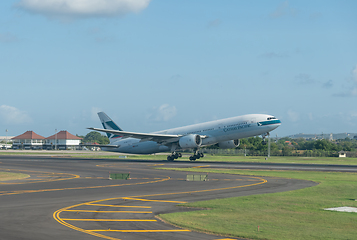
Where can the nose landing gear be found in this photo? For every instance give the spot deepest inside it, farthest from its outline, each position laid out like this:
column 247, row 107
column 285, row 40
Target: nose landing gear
column 196, row 155
column 173, row 156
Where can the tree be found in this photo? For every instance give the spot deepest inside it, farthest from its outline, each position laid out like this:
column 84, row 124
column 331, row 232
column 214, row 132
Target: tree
column 95, row 137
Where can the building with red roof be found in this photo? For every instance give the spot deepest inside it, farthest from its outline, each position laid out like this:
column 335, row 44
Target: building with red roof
column 62, row 140
column 28, row 140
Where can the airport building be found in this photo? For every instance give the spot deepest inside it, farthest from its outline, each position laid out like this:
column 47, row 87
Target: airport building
column 28, row 140
column 63, row 141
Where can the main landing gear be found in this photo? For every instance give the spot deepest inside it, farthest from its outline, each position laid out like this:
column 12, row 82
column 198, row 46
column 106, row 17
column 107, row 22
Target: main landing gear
column 195, row 156
column 173, row 156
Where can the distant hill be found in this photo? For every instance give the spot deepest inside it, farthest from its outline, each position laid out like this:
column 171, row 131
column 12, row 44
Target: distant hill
column 324, row 136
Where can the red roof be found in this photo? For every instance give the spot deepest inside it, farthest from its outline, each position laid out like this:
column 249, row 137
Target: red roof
column 64, row 135
column 29, row 135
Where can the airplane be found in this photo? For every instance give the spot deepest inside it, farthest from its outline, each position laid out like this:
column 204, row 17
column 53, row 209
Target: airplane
column 225, row 132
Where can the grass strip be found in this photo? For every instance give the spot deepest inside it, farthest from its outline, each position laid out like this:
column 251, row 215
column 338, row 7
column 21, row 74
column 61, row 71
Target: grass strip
column 295, row 214
column 207, row 158
column 8, row 176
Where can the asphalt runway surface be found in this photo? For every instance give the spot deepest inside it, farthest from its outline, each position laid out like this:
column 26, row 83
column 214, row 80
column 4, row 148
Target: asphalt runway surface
column 70, row 198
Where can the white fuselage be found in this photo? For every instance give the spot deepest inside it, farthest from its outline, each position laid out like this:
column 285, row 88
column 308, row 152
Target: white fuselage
column 215, row 132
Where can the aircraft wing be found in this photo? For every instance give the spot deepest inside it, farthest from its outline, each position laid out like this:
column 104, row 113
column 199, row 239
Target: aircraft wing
column 159, row 138
column 99, row 145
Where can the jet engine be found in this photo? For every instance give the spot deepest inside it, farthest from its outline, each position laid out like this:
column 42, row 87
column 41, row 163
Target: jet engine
column 190, row 141
column 229, row 144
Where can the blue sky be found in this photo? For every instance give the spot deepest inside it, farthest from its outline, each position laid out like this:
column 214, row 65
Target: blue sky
column 153, row 65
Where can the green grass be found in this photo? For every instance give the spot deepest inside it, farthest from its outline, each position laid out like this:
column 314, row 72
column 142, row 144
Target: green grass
column 296, row 214
column 7, row 176
column 207, row 158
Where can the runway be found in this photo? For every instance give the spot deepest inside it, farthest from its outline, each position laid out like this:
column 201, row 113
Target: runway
column 69, row 198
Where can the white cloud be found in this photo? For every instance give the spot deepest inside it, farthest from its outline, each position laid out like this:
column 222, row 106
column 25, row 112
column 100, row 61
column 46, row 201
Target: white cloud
column 83, row 8
column 8, row 38
column 293, row 116
column 283, row 10
column 274, row 55
column 354, row 74
column 303, row 79
column 163, row 113
column 12, row 115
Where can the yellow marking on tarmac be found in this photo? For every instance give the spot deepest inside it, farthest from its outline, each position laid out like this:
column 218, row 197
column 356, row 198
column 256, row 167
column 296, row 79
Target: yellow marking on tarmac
column 39, row 174
column 77, row 188
column 140, row 231
column 226, row 239
column 109, row 220
column 106, row 211
column 149, row 200
column 202, row 166
column 138, row 198
column 106, row 205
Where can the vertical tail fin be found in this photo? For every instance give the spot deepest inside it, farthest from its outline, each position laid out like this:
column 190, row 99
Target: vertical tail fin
column 108, row 123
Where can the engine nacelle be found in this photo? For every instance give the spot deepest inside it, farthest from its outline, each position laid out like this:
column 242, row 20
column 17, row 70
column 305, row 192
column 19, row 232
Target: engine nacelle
column 229, row 144
column 190, row 141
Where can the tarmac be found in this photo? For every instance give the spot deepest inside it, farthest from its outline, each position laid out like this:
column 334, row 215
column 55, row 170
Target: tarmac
column 73, row 198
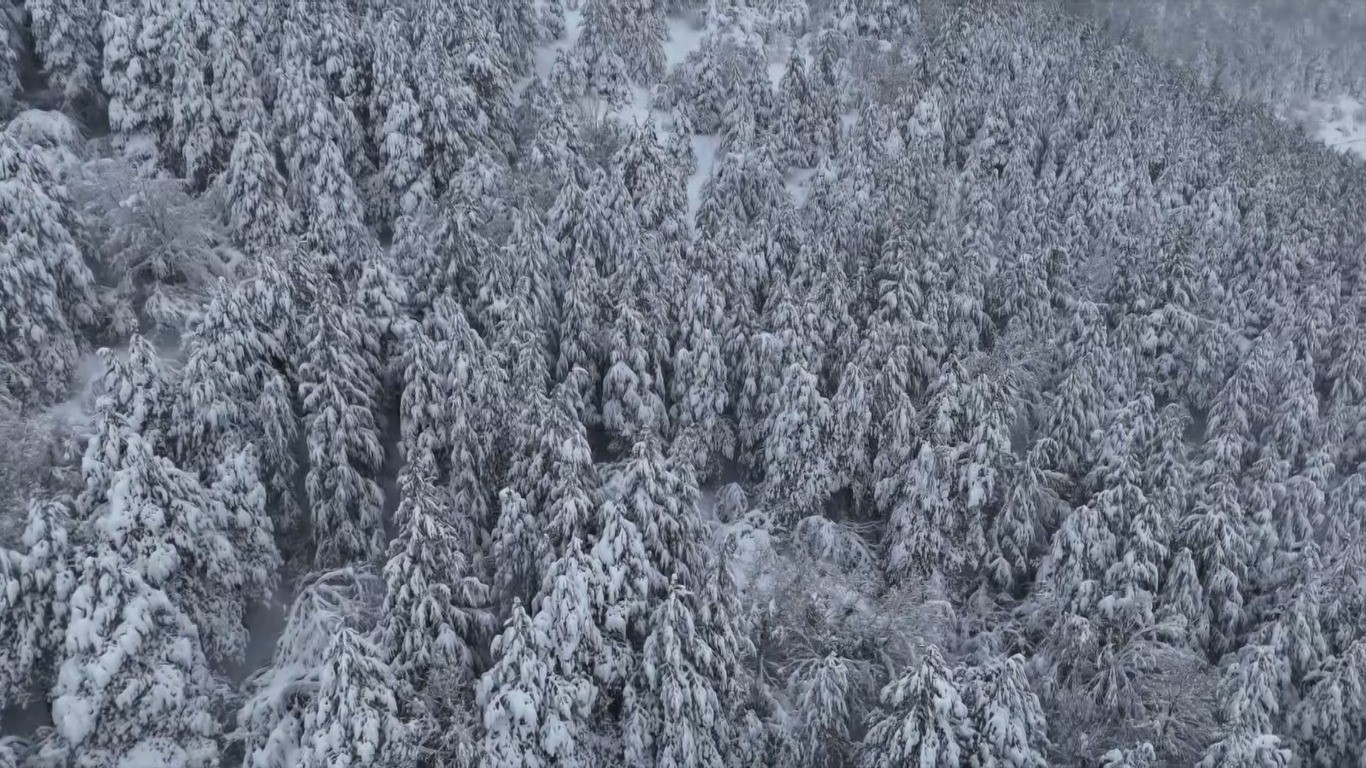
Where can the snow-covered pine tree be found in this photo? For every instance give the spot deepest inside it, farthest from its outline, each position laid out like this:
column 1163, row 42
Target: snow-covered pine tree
column 633, row 387
column 435, row 606
column 626, row 565
column 805, row 125
column 338, row 388
column 134, row 685
column 567, row 612
column 798, row 458
column 660, row 498
column 134, row 37
column 167, row 530
column 521, row 709
column 1216, row 532
column 275, row 697
column 353, row 716
column 631, row 30
column 675, row 709
column 518, row 547
column 1329, row 719
column 47, row 295
column 1008, row 719
column 698, row 391
column 824, row 693
column 66, row 40
column 922, row 720
column 260, row 215
column 37, row 585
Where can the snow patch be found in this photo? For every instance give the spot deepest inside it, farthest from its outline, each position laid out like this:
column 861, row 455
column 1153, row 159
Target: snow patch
column 685, row 37
column 704, row 149
column 1342, row 125
column 799, row 185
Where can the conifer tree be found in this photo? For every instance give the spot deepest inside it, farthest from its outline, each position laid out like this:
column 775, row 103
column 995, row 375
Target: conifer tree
column 37, row 585
column 922, row 720
column 353, row 718
column 674, row 707
column 799, row 466
column 660, row 499
column 47, row 295
column 66, row 41
column 336, row 390
column 1006, row 714
column 133, row 683
column 435, row 604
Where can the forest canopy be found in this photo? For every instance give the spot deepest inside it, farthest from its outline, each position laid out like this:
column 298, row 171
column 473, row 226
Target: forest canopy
column 659, row 383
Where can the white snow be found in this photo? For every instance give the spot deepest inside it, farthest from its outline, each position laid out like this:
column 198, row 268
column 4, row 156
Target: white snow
column 542, row 58
column 799, row 185
column 704, row 148
column 685, row 37
column 1342, row 125
column 75, row 412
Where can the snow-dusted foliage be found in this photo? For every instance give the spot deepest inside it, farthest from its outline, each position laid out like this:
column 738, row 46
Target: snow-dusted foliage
column 679, row 383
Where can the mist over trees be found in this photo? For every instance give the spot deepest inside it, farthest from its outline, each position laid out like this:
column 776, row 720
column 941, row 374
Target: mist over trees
column 847, row 383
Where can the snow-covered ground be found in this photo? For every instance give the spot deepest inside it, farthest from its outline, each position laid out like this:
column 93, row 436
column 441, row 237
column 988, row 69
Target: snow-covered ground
column 685, row 36
column 1342, row 125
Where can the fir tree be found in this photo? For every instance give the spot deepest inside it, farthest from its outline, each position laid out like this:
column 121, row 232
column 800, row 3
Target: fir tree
column 922, row 720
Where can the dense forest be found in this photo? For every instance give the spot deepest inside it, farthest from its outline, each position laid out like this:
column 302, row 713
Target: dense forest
column 1302, row 58
column 671, row 383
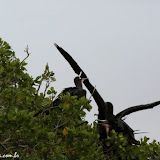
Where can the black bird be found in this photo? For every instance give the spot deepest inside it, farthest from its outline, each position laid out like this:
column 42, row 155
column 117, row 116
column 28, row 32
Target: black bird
column 106, row 119
column 74, row 91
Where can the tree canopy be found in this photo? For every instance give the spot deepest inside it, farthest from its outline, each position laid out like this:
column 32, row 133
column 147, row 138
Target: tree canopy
column 63, row 134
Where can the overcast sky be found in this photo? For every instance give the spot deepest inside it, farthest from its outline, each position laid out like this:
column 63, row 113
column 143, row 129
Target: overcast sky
column 116, row 43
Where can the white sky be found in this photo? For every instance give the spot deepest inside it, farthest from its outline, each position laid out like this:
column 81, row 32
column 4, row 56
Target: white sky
column 116, row 43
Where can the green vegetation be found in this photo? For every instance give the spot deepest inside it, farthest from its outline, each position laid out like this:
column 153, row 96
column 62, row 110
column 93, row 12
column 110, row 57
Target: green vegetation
column 60, row 135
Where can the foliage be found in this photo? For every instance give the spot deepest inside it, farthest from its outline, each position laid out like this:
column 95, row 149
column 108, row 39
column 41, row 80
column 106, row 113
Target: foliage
column 63, row 134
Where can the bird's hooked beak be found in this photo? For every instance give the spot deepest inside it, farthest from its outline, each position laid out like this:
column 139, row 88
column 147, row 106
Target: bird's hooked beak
column 83, row 79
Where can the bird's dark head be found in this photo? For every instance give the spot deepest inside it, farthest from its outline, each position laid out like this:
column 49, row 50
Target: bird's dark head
column 109, row 106
column 78, row 81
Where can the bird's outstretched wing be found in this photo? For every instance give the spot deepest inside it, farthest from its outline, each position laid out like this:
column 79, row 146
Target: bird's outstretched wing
column 97, row 97
column 135, row 109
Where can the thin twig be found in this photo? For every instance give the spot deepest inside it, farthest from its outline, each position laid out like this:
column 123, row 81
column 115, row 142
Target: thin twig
column 26, row 50
column 92, row 93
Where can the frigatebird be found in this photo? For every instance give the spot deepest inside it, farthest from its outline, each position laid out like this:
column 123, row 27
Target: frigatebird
column 74, row 91
column 106, row 119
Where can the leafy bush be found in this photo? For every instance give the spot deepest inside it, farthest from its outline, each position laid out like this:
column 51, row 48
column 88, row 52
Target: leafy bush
column 63, row 134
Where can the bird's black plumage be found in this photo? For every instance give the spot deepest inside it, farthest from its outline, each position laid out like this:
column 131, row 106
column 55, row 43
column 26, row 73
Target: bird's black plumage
column 73, row 91
column 106, row 118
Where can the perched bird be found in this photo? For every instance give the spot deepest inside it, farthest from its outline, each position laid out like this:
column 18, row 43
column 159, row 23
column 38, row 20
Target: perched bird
column 106, row 119
column 74, row 91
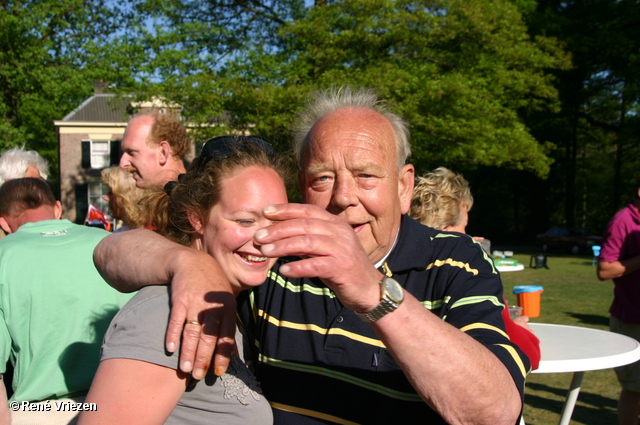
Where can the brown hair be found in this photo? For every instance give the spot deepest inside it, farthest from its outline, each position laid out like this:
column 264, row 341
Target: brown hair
column 437, row 198
column 199, row 190
column 168, row 128
column 19, row 195
column 127, row 195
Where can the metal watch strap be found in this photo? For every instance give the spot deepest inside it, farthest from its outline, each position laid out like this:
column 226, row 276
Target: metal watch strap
column 387, row 305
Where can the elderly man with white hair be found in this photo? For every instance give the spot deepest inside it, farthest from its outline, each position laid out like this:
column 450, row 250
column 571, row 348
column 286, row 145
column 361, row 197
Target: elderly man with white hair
column 377, row 319
column 17, row 163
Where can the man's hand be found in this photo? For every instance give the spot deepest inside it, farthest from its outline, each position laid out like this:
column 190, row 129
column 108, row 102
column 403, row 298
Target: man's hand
column 331, row 251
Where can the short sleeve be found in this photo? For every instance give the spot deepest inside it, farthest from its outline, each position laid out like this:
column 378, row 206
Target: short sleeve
column 138, row 331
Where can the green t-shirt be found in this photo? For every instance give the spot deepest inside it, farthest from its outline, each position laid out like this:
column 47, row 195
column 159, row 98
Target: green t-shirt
column 54, row 309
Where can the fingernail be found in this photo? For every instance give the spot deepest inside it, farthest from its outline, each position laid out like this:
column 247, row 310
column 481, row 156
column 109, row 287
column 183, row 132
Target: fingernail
column 198, row 374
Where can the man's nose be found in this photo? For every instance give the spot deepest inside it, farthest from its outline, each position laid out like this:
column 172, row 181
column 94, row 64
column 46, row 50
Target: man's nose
column 344, row 193
column 124, row 161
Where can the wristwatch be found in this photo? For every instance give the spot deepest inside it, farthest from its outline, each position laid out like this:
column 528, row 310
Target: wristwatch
column 392, row 297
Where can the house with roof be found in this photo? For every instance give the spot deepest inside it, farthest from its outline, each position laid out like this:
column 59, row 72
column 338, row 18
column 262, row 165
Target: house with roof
column 89, row 141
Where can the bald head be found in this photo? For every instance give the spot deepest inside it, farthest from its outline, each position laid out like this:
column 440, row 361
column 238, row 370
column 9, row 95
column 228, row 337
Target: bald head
column 26, row 200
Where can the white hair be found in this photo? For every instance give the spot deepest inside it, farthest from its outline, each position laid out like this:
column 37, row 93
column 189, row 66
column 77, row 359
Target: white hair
column 14, row 164
column 324, row 102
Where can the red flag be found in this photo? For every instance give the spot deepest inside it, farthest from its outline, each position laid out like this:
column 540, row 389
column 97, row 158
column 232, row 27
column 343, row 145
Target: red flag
column 95, row 216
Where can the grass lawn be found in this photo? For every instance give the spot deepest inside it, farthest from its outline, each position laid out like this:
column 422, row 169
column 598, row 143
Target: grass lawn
column 572, row 296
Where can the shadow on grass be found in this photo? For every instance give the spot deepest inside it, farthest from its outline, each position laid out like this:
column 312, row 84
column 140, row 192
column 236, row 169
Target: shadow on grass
column 590, row 319
column 592, row 409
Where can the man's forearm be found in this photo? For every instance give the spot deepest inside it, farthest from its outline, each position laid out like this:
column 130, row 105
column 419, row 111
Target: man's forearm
column 135, row 258
column 612, row 270
column 458, row 377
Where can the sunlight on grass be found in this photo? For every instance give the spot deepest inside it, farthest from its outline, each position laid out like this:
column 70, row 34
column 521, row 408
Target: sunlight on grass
column 572, row 296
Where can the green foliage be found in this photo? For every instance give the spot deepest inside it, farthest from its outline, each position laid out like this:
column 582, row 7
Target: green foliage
column 461, row 72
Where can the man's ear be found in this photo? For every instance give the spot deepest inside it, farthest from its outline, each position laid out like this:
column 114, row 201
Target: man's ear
column 406, row 180
column 57, row 210
column 164, row 152
column 196, row 222
column 301, row 185
column 5, row 225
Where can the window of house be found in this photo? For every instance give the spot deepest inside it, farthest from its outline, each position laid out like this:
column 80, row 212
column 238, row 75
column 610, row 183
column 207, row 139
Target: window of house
column 97, row 190
column 98, row 154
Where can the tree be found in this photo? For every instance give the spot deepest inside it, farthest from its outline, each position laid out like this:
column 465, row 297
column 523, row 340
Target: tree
column 461, row 72
column 597, row 126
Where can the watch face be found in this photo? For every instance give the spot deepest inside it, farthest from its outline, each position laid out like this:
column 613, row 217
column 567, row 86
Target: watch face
column 393, row 289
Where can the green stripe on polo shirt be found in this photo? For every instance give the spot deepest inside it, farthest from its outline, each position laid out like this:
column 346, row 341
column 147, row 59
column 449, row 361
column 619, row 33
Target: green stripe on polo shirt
column 432, row 305
column 479, row 325
column 280, row 280
column 333, row 374
column 477, row 300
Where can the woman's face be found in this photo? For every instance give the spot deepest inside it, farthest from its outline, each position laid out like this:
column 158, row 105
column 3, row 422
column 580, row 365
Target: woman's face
column 228, row 233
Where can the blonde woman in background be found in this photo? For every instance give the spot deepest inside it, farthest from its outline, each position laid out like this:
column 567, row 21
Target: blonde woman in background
column 442, row 200
column 124, row 198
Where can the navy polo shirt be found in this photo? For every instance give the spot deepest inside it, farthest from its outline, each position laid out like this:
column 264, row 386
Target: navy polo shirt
column 319, row 363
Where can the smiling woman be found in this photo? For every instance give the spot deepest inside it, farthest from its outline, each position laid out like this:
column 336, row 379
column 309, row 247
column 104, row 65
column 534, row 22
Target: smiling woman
column 215, row 207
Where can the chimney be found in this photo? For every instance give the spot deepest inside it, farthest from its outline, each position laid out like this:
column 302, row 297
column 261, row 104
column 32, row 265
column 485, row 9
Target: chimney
column 100, row 87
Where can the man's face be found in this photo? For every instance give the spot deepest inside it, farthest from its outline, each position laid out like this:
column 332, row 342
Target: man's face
column 350, row 169
column 139, row 158
column 32, row 172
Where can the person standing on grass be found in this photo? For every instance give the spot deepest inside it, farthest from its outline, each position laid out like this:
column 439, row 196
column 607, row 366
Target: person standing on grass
column 620, row 260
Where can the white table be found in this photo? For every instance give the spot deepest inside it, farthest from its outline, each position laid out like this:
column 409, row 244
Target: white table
column 577, row 349
column 510, row 268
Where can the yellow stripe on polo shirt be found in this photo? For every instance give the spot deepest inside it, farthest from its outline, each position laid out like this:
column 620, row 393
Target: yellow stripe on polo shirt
column 516, row 358
column 453, row 263
column 322, row 331
column 341, row 376
column 280, row 280
column 479, row 325
column 477, row 300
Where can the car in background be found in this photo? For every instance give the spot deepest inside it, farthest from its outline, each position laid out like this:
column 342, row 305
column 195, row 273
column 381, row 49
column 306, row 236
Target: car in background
column 573, row 240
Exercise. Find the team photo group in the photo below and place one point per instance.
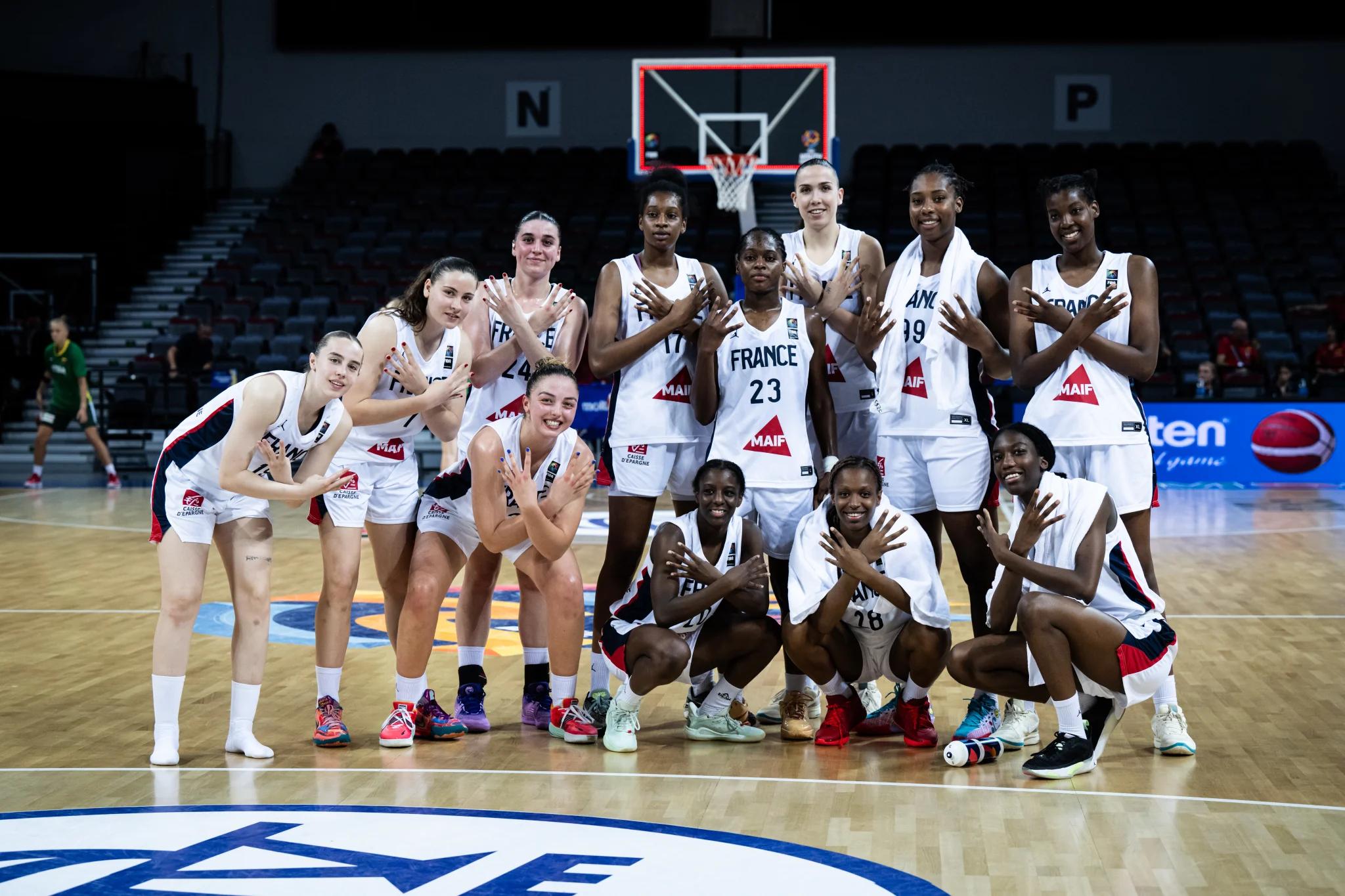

## Stated goal
Copy out the rows above word for word, from the line with "Where can the blue" to the line with "column 69, row 198", including both of those lines.

## Task output
Where can the blue sky be found in this photo? For every instance give the spot deepest inside it, farthest from its outline, each position laid out like this:
column 214, row 65
Target: blue sky
column 153, row 65
Where can the green grass be found in this photo? For every instance give the spot deepest inside it, farthest from its outline, each position laid out like this:
column 314, row 72
column 142, row 144
Target: green grass
column 296, row 214
column 7, row 176
column 207, row 158
Where can the runway be found in this photo? For every instance give the spot deepest inside it, farthest from its outline, each position laid out like this:
column 201, row 113
Target: runway
column 69, row 198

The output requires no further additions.